▶ **Stored data**:
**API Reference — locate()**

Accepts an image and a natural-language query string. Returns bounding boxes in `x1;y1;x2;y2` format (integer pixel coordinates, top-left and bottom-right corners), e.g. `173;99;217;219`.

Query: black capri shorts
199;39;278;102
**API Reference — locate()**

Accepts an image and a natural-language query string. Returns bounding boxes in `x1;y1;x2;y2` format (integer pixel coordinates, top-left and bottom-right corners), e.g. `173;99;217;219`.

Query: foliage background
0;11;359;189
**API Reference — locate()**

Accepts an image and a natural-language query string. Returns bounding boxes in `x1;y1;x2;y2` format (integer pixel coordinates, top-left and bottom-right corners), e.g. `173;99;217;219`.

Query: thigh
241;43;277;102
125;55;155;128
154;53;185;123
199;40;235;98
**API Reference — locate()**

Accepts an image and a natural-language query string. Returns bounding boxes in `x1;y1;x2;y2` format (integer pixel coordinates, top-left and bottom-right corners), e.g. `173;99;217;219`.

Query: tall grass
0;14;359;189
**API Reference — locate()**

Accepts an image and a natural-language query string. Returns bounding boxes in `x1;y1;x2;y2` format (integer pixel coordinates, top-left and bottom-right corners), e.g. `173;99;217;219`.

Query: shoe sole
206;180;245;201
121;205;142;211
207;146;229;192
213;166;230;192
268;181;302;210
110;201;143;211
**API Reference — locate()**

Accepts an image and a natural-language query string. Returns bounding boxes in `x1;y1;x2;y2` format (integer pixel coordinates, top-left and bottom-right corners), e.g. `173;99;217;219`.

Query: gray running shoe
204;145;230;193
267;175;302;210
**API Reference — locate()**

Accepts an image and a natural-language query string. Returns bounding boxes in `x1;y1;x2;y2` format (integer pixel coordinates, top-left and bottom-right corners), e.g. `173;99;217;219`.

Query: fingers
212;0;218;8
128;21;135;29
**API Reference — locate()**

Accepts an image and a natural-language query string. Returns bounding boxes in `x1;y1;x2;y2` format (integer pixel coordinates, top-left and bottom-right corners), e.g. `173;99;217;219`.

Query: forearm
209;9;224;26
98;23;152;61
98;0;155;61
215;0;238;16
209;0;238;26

▶ **Problem statement**: Your reply should be nothing but the lines from the one containing "Query: tall grass" through the last line above, copied exactly; please include both ends.

▶ **Your solution**:
Query: tall grass
0;14;359;189
**API Reference — locate()**

Accepts an image and a natural-language query string. Returns bounding boxes in `x1;y1;x2;y2` format (integer pixel coordinates, top-left and bottom-right corners), e.g. `173;99;217;219`.

Query: shoe sole
206;180;245;201
121;205;142;211
207;146;229;192
213;166;230;192
268;181;302;210
110;201;143;211
**API Reference — locate()**

Accepts an image and a natural-language query string. Returns bounding boxes in `x1;y1;x2;y2` format (integer pixel coordinates, top-left and bottom-right corners), e.g. `173;99;217;219`.

Query: gray running shoe
204;145;230;193
267;175;302;210
**API Reference — locate()**

Accepts an image and a natural-language query string. Returns bounding boxes in `x1;y1;x2;y2` format (integer pixel coordinates, top-left and bottom-right corners), e.g. `173;99;217;219`.

Query: fingers
212;0;218;8
128;21;135;29
**API Reference — locate()**

Accepts an image and a natural-language query string. Returns bounding boxes in `x1;y1;x2;y2` format (integer pixel coordinates, top-left and bottom-right corners), e.g. `173;99;217;219`.

Query: forearm
209;9;224;26
98;23;152;61
98;0;155;61
215;0;238;16
209;0;238;26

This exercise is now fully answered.